• Text block:

And the winners are …
… the No. 9 seed in each NBA conference, who earn lottery picks instead of likely first-round beatdowns!
If my team messed up and missed the lottery, they still could net a Giannis Adetokunbo, Kwahi Leonard or Robin Lopez at No. 15 or 16 provided the scouts are sharp. But I’d rather take my chances, slim as they might be, at gaining a Top 3 draft pick.
Top-seeded Golden State and Atlanta could lose in the opening round but you wouldn’t bet on it. There have been only five such 1-vs.-8 upsets, most recently in 2012 when Philadelphia took advantage of Derrick Rose’s absence and beat Chicago in six games.
The Miami Heat, coming off four consecutive trips to the NBA Finals, tried to scratch and claw into the postseason but missed the playoffs for the first time since 2008. That “failure” could result in a Top 10 pick, moving the franchise ahead much further than a best-of-seven series against the Hawks.
At the other end of the spectrum are teams like the New York Knicks and Philadelphia 76ers, which engaged in a season-long version of “Race to the Top” for the No. 1 pick. But the Knicks faltered and failed to keep the big picture, winning back-to-back contests recently – their first two-game win streak since Feb. 27-28 – and thereby jeopardizing their odds of having the most ping-pong balls in the draft lottery.
“I’m sure people are upset with us,’ coach Derek Fisher told reporters Monday after the Knicks beat Atlanta. “But I don’t think you can ever go out there and basically try and not play your best. Those two things don’t go together.”
In this case, winning games and improving the outlook don’t go hand-in-hand, either.
On Saturday, the Knicks owned the league’s worst record and best odds of getting the No. 1 pick; they would pick no lower than fourth. Entering Wednesday, they had an outside shot of dropping all the way to No. 6, a doomsday scenario that would mirror their season but be less rewarding.
“That has no bearing on these guys’ lives and their careers and their livelihoods – who we pick next year,” Fisher said. “This is about them, and they went out and played that way.”
I would argue that landing Jahlil Okafor or Karl-Anthony Towns would have a significant bearing on, say, Dwayne Wade’s or Carmelo Anthony’s career and livelihood. A single, impact player can change the fortune of NBA teams much more than teams in other major pro sports.
In the Western Conference, only the Spurs, Lakers and Mavericks have captured titles since Michael Jordan retired. Without Tim Duncan and Kobe Bryant, San Antonio and Los Angeles wouldn’t have split 10 of the last 16 championships.

[Part of a data file]
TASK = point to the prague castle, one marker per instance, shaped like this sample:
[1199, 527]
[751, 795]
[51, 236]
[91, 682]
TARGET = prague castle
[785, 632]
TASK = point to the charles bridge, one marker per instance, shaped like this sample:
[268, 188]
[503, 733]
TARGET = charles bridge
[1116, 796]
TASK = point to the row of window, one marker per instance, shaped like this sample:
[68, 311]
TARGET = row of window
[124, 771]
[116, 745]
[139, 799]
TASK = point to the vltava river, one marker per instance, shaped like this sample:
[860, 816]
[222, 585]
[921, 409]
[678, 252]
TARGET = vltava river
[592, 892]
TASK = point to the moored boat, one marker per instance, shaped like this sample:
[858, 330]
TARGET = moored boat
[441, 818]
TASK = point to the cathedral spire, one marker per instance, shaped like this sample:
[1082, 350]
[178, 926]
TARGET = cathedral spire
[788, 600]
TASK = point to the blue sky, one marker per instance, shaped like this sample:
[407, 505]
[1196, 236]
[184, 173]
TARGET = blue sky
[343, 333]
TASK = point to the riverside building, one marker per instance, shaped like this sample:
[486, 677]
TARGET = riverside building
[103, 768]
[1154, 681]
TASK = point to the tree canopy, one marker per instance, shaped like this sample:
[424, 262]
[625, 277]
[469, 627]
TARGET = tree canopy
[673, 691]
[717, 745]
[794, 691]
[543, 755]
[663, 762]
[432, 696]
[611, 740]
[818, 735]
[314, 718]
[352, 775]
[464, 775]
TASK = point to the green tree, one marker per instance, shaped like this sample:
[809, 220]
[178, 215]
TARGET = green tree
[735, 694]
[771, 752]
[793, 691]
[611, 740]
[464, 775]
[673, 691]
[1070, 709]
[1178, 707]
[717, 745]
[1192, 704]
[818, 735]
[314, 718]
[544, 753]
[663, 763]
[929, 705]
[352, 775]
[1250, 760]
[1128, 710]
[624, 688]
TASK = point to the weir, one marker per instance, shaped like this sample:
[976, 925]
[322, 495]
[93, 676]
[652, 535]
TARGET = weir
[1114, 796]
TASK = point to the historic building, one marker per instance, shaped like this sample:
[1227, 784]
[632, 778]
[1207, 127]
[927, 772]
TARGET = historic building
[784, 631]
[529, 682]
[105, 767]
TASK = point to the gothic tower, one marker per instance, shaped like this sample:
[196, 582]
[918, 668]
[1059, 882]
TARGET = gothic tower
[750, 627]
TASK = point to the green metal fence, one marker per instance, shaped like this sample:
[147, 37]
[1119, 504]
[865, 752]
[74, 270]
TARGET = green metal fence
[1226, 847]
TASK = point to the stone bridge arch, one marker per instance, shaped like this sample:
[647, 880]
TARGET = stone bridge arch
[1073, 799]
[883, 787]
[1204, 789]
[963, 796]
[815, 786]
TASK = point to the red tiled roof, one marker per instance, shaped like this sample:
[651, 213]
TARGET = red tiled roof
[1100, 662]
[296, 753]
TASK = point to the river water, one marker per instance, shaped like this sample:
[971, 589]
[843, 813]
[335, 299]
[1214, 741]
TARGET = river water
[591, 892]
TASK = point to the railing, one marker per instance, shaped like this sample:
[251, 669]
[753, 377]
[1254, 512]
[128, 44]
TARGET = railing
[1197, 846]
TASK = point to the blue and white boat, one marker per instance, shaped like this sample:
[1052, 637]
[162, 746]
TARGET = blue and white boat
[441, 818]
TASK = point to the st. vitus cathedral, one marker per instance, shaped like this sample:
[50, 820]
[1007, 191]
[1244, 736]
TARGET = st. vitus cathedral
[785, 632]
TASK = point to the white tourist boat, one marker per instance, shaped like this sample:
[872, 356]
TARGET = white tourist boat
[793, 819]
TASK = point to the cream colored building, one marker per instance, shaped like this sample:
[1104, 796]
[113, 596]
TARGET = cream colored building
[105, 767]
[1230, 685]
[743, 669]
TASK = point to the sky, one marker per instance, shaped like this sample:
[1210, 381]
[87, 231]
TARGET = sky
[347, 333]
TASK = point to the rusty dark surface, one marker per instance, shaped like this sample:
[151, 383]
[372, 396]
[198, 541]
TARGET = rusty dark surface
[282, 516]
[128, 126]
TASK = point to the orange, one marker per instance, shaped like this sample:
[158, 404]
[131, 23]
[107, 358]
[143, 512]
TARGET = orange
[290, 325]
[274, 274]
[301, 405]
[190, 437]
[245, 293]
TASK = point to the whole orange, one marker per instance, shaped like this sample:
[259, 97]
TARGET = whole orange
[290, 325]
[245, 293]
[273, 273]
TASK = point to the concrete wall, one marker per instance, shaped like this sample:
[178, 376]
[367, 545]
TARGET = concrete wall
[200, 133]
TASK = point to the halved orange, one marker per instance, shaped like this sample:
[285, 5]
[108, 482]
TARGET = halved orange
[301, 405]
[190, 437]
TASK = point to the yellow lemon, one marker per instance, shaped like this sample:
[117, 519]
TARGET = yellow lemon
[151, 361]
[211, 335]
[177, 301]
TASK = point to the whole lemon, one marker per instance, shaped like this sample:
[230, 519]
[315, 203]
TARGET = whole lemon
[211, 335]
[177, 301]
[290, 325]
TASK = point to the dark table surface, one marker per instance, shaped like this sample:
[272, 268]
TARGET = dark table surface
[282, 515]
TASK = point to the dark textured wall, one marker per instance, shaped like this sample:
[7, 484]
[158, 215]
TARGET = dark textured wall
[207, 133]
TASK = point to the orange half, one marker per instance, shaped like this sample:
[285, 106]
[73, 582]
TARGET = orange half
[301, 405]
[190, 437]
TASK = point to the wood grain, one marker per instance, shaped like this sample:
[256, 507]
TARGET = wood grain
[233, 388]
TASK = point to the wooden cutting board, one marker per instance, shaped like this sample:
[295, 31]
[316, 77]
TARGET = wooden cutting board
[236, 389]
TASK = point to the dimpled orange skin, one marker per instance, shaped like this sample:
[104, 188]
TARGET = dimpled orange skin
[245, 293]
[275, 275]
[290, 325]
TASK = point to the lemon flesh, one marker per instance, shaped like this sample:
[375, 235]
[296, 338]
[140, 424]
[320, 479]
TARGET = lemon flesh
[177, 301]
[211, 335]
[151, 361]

• Required work: Continue the column on NBA teams weighing the playoffs against the draft lottery from its final sentence.

• Task output:
Fans in any NBA city are crazy to root for a few extra wins instead of a better shot at the next 10-time All-Star or future Hall of Famer. The story line plays out annually in the league’s lower-echelon outposts, where hardcore followers compute the changing odds with each meaningless victory.
The implications were heightened and more complex in instances this season. Miami needs to finish with a Top 10 pick or else ship it to Philly, which made Wednesday’s Heat-Sixers finale a lose-win proposition for both teams.
The Lakers potentially benefited from each loss down stretch because they keep their pick if it’s in the Top 5. Otherwise, the selection goes to … surprise, Philadelphia, which proudly brought up the rear for much of the season. That gave the Sixers twice as many reasons to fall down in their season finale – a better chance at the No. 1 pick and Miami’s first-rounder as well.
Philly’s early-season putridness led to much hand-wringing about NBA teams tanking to improve their odds in the lottery. But that’s no surefire way to success.
Minnesota is en route to its 10th consecutive drawing. Considering the rugged West, the Timberwolves can easily make it 11 straight next year, possibly entering the season with the league’s back-to-back-to-back No. 1 picks, yet being no closer to the playoffs than the Knicks or Sixers.
But it’s a lot easier to sell hope and progress with Okafor or Towns uniforms in the team store.
So while some fans in Miami and other “we-just-missed” cities are bummed about sitting home, those with long-term views consider it a blessing. Though their squads are highly unlikely of moving into the Top 3 – the best non-playoff team has a 1.8 percent chance of making the leap – being in the lottery beats near-certain futility in the postseason.
You know the chant among smart fans in those instances or more dire circumstances?
“Just lose, baby.”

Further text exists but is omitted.